──────── STORED DATA
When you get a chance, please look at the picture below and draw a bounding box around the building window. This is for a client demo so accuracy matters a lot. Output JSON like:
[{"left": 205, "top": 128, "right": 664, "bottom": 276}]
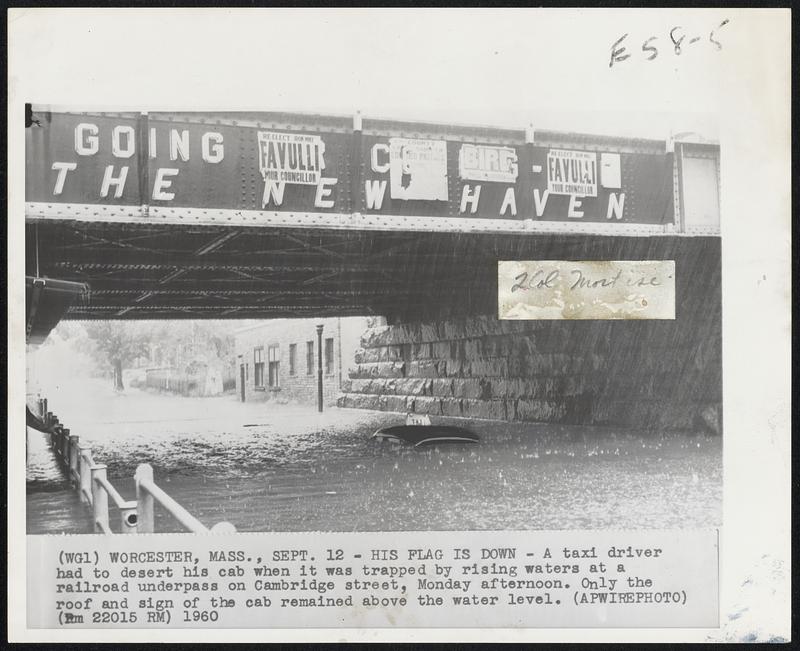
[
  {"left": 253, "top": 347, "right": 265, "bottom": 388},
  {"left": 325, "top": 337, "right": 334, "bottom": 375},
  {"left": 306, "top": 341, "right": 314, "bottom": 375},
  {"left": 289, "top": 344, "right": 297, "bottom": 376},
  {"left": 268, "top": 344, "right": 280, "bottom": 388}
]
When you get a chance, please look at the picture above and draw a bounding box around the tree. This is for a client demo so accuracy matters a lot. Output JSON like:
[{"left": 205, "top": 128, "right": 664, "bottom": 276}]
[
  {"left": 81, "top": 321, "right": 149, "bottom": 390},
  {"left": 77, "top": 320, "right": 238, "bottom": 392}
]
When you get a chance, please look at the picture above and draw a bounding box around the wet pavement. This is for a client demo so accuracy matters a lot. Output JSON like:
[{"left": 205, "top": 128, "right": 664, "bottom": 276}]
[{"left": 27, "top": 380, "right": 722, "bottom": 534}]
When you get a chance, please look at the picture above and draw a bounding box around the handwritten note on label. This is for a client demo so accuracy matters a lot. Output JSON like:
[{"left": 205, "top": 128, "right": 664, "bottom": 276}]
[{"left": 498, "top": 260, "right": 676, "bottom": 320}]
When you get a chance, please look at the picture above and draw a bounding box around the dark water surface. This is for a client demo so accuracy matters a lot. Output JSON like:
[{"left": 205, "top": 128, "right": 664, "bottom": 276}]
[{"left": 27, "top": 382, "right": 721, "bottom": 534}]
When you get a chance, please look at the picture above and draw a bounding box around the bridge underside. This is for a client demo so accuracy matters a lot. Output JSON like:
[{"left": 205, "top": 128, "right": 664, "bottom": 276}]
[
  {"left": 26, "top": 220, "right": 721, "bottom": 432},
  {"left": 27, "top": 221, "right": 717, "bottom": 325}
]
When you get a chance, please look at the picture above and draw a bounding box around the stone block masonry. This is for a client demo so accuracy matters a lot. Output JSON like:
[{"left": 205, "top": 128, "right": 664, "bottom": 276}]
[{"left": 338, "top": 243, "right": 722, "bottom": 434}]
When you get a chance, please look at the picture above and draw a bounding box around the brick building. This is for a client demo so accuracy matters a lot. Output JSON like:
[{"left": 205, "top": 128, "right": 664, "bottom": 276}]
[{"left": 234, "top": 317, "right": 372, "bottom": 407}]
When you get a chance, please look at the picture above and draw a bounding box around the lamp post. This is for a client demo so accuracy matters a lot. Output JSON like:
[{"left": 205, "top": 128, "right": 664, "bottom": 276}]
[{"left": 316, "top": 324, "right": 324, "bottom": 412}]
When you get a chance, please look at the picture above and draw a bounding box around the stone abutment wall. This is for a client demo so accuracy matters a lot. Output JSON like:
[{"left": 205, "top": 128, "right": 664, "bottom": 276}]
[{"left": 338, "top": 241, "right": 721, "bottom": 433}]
────────────────
──────── STORED DATA
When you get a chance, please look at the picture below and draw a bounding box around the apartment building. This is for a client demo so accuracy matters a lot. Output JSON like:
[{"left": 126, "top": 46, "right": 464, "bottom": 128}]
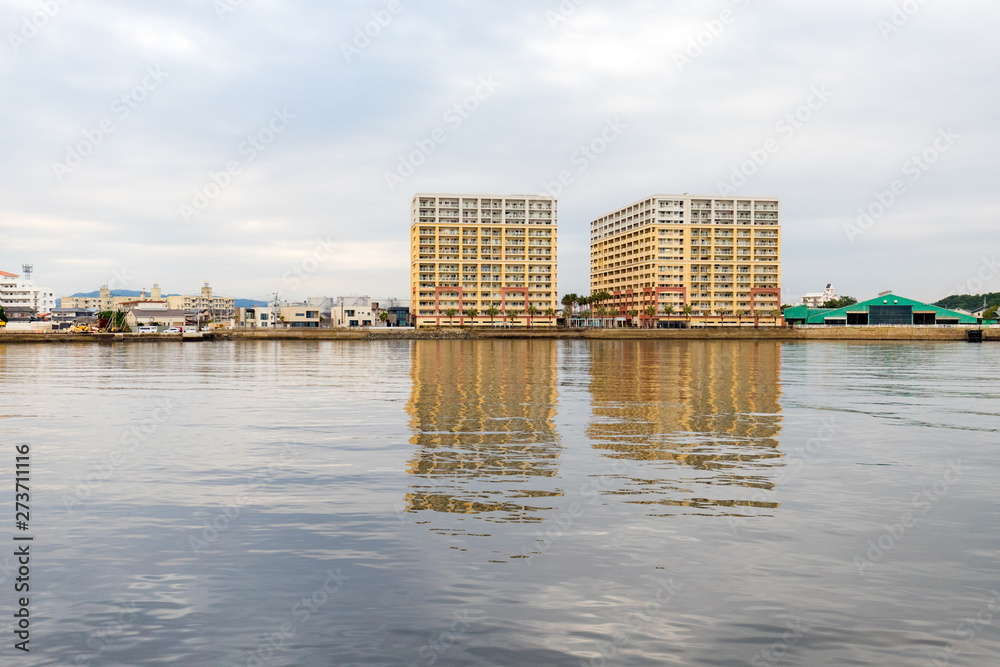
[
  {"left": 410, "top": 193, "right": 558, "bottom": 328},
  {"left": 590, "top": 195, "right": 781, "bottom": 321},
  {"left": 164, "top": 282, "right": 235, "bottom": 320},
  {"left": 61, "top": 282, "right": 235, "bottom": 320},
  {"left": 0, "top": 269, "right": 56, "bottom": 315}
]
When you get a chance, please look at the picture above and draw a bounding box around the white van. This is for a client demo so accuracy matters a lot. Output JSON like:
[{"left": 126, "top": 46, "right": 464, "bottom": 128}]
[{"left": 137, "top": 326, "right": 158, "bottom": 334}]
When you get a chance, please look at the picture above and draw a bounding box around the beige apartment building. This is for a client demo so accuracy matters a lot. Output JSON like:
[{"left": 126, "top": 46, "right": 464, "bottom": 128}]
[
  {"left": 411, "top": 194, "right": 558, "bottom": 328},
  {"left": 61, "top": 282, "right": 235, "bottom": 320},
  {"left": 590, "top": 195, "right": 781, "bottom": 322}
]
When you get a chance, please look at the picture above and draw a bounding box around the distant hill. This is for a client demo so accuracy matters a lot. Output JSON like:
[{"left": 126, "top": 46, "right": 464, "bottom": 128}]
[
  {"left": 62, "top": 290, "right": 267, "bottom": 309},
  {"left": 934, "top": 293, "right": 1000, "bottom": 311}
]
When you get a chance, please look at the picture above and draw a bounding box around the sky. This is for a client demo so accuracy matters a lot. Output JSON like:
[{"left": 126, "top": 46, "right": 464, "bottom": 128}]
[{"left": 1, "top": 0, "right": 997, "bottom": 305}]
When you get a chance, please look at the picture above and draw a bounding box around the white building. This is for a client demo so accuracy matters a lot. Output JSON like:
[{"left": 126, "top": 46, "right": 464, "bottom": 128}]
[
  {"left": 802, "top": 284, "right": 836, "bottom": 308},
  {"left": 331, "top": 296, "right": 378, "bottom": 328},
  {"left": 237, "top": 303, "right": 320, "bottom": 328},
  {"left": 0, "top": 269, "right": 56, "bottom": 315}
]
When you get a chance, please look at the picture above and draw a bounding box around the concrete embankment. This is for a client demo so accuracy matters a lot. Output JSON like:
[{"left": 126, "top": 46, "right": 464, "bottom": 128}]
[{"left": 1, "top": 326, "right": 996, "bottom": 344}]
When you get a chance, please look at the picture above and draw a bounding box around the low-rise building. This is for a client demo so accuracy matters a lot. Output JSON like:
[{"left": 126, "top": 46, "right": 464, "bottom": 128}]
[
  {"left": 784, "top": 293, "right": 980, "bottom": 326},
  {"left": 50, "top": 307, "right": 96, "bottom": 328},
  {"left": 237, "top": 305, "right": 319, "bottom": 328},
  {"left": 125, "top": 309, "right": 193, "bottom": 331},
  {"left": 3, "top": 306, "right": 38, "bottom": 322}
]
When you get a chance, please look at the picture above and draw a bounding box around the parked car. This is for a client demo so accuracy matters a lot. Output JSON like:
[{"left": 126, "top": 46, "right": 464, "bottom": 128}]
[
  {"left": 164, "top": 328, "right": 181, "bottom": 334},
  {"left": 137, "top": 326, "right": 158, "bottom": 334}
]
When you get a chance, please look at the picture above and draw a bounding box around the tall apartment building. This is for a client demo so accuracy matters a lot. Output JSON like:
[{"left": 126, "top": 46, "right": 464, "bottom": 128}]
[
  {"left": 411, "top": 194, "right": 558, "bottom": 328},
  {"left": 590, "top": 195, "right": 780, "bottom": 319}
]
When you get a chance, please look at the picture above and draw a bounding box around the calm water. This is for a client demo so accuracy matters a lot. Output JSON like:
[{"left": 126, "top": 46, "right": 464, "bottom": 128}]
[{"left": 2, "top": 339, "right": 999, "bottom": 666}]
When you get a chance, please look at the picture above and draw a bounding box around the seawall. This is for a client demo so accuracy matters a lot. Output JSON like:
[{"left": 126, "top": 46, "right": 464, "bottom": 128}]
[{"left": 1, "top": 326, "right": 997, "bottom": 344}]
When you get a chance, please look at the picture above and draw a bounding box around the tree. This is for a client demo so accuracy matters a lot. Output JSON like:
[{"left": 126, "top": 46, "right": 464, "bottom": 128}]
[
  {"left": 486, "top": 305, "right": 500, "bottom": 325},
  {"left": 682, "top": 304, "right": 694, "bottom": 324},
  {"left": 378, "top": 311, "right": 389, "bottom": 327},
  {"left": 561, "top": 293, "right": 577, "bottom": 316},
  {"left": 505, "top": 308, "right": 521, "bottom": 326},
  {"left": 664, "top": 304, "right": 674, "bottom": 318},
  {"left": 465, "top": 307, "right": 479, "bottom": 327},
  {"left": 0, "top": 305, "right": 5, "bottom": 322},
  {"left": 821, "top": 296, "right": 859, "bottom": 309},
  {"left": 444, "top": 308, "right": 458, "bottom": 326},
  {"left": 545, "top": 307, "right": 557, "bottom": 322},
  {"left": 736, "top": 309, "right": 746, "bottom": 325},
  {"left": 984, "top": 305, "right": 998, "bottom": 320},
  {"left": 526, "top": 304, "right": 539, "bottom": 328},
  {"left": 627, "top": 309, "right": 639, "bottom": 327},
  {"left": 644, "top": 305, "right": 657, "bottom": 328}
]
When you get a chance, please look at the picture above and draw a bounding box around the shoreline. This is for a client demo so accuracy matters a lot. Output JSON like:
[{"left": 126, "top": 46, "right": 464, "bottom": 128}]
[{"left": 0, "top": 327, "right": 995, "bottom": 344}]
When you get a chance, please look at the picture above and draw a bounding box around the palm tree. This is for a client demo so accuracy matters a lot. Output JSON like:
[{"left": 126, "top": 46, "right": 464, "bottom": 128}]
────────────────
* REQUIRED ACTION *
Only the lines containing "below" are needed; pull them out of the listing.

* RESPONSE FOR THIS EXERCISE *
When you get a chance, please look at the picture below and draw a bounding box around the building window. This is for a client demo so accuracy matters a lot. Output JSON like:
When you get a chance, please look at the picture below and draw a bounding box around the apartment building. This is for a client demo so accuracy matters a lot. Output JSON like:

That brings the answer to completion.